## [TASK TO COMPLETE]
Whenever a line in the records below holds the string "water", include it in the count, and state the number alone.

## [GIVEN RECORDS]
◆ ◆ ◆
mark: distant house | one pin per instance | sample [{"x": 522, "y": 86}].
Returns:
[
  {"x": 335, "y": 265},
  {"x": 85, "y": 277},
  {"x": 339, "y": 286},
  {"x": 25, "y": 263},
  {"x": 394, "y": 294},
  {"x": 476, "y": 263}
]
◆ ◆ ◆
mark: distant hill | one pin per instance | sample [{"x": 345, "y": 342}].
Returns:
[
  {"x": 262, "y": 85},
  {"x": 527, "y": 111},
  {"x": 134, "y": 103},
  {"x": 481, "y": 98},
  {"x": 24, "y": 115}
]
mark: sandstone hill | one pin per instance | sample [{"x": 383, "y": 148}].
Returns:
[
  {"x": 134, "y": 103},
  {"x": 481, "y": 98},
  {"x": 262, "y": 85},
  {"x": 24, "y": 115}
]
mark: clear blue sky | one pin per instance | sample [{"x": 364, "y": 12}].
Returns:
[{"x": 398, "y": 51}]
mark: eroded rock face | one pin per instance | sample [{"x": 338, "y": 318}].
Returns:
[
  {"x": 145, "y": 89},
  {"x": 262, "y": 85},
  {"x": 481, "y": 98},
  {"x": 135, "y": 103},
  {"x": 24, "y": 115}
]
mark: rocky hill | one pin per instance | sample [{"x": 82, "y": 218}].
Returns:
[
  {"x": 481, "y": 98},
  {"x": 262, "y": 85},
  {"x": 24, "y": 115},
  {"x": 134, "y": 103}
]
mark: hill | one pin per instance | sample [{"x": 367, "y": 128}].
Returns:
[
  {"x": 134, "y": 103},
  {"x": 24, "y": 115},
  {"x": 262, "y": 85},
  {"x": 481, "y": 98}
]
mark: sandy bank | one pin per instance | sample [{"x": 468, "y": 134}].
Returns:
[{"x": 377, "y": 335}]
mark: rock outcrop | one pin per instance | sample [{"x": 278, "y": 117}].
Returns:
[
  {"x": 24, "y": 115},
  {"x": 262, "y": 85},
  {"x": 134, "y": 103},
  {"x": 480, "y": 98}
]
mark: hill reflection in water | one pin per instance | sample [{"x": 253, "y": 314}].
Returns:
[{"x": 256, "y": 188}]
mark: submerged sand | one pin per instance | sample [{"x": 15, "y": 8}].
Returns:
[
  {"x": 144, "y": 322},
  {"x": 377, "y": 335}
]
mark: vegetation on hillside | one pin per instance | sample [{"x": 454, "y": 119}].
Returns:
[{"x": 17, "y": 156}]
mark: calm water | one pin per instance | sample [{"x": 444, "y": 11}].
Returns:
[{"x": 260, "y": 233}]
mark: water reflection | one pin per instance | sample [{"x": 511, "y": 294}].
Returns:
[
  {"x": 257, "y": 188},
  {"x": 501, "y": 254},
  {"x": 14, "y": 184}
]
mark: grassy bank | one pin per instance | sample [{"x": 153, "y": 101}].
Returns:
◆ ◆ ◆
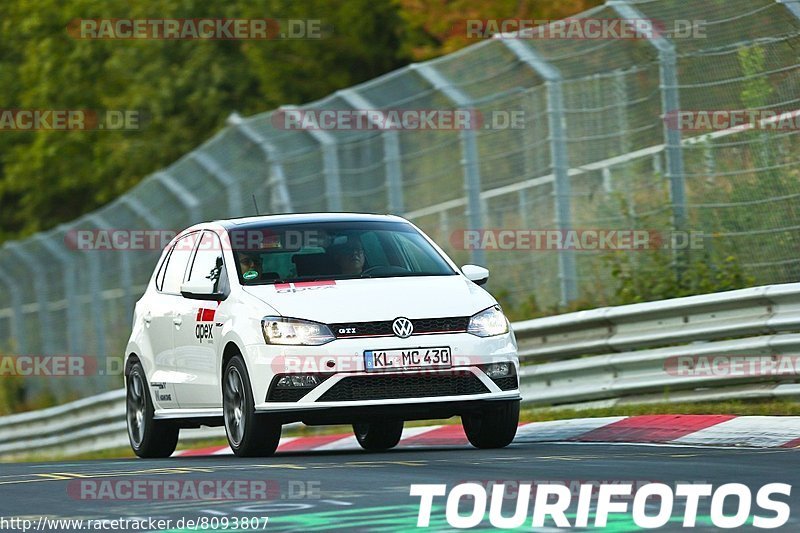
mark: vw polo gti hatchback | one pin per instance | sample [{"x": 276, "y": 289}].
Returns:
◆ ◆ ◆
## [ANSWER TO THE PROBLEM]
3